• **What the task asks**: Could you continue the forum post below about choosing a forged crank for a budget street/strip engine build, picking up right after its last sentence?

Forged Crank

Mr.Spool

Well-Known Member
Joined
Nov 6, 2006
So, I'm in the market to assemble an engine. Looking at a forged crank and maybe a pair of billet center caps to keep it in there. We all know the production block is weak or at least not real suitable for high boost and lots of rpm. It will be a street strip type setup. Probably on e85 and possibly an ecugn or holley. Haven't really planned that far yet.
Anyway, I get looking at cranks and the unit summit sells seems like it would work. Do I really need to spend the coin on a 4340 one or is this 4140 one plenty. Sez it is good for 1k hp.
Will probably just do a set of two dot stock rods resized and fitted with arp hardware. Not planning to spin it over 6k rpm and may never see the high side of 5500rpm. Though I will say it should see north of 30-35 psi boost . Not real sure on heads yet would like some ta units but will probably just clean up a pair of the 8445 units and get a valve job and run em. Budget build for sure but I really don't want to have to pull it back out or drive over the crank. And from what I've seen guys doing with the new engine management and e85 I'm pretty sure it will run just fine.

• **Source excerpt**:
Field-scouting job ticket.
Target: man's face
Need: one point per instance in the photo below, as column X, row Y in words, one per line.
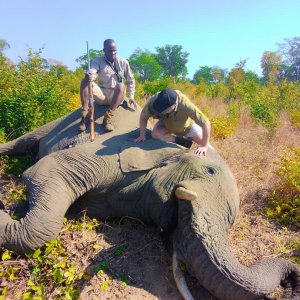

• **Exercise answer**:
Next becomes the question of a block. I have a couple 4.1L units. One is already .040 over and one came out of the wrecking yard and might be standard bore, not sure. With the advent of relatively cheap custom pistons I am leaning towards getting up with earl brown and ordering up a set to fit the .040 over block and sending that to see what it will do.
We have a machine shop the locals use so I will have them do the machine work. And handle assembly at home.
Street car , drive to the track, run it and drive it home and it will see several if not many trips to work and out to the local car meet ups.
Anyone have thoughts or experience they would like to share?
Port the iron head, 109 block,any crank you choose,there is no need to go wild with the right builder and tune any crank will stay in there
 

Mr.Spool

Well-Known Member
Joined
Nov 6, 2006
You've done very well with your combo but for every story like yours there are 10 guys that didn't fare as well. An Eagle crank and rods aren't going to break the bank and are cheap insurance.

Neal
If there breaking a stock crank then they need to look into other areas like the tune or the build itself.ive hammered on several 109s with a stock crank and have yet to break one,900+horsepower.
 

TexasT

Texas, Where are you from
Joined
Sep 10, 2002
I think about it this way;
30 years ago, using the same stock short block we use today, 10.9x was considered almost impossible. Nowadays we consider it very doable if not a walk in the park for some. So what changed?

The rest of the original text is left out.